> [ENTRIES]:
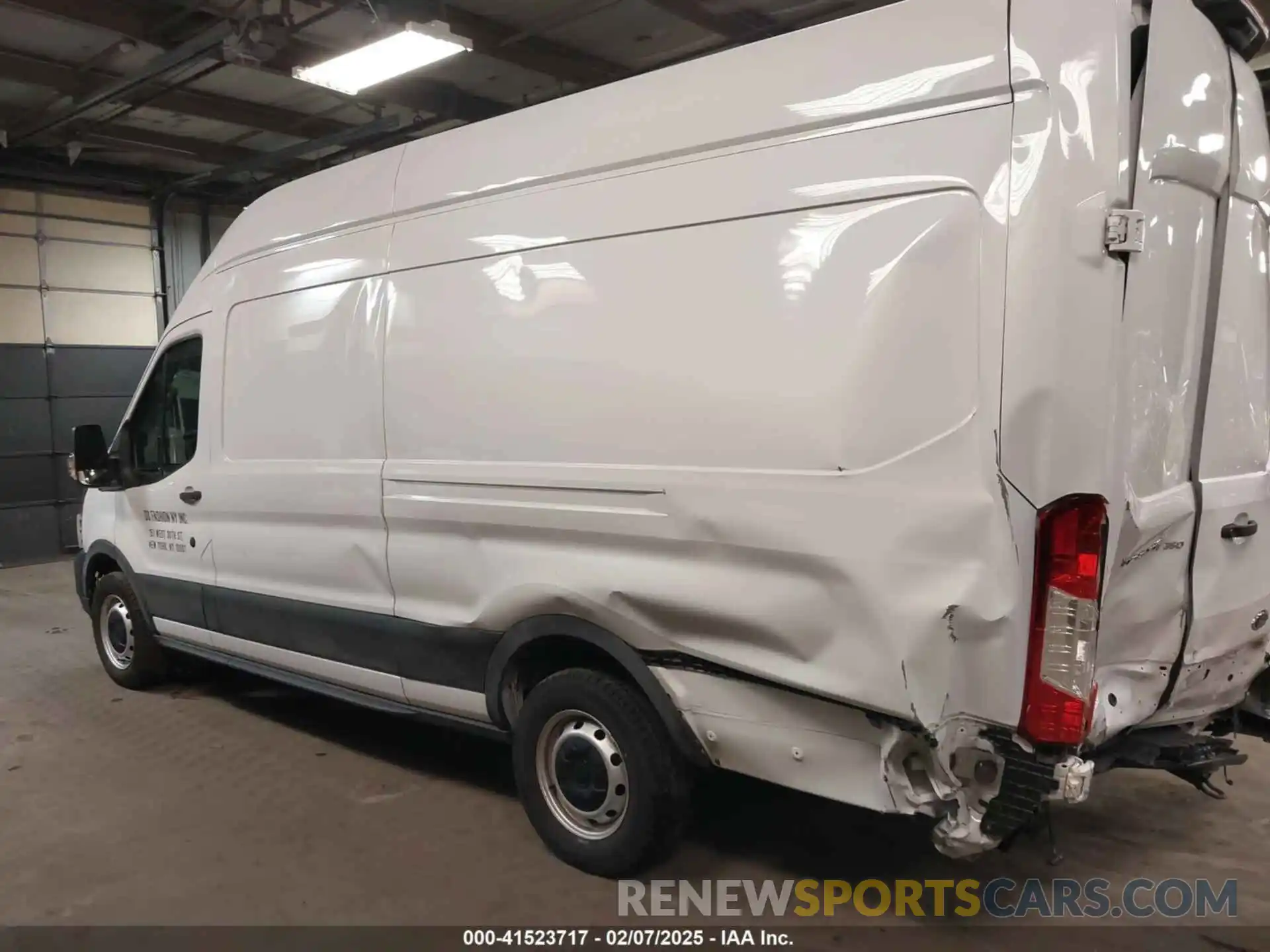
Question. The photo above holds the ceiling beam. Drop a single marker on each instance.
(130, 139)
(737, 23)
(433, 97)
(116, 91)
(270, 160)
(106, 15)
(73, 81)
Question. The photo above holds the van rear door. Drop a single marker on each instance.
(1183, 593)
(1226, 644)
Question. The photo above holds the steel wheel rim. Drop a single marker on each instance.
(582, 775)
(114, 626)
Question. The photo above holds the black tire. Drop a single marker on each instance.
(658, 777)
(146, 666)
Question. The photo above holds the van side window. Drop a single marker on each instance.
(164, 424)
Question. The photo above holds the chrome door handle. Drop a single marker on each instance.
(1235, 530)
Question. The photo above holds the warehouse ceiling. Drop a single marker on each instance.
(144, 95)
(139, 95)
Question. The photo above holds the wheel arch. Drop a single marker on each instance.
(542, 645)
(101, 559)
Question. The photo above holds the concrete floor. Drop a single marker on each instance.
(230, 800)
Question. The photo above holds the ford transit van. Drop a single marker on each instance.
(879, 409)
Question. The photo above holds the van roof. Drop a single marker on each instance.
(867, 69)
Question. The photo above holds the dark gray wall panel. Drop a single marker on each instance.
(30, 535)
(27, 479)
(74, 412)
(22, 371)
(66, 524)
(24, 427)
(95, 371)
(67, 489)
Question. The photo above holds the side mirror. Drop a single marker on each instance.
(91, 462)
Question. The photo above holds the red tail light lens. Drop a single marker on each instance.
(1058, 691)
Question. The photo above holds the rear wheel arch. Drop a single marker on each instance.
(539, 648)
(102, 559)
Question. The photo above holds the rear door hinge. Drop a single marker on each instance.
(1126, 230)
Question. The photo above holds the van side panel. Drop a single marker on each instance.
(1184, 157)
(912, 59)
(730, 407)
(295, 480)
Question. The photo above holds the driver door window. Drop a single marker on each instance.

> [TASK REQUIREMENTS]:
Please repeat the listing from the line with "Question. The photo above holds the rear wheel" through its end, switching "driver" to "passenger" and leaving everything else unchanged.

> [SOLVED EXERCISE]:
Question. The photo above holds the rear wheel arch. Drop a single marker on each instance.
(539, 648)
(102, 559)
Question. The photo above holds the rear door hinge. Drop a single marker on each instance.
(1126, 230)
Question. The photo above holds the van side panel. Drop a single marker on each instance.
(1184, 157)
(912, 59)
(730, 407)
(295, 480)
Question. The photo above holds the passenger door window. Drop a single marker on each instance.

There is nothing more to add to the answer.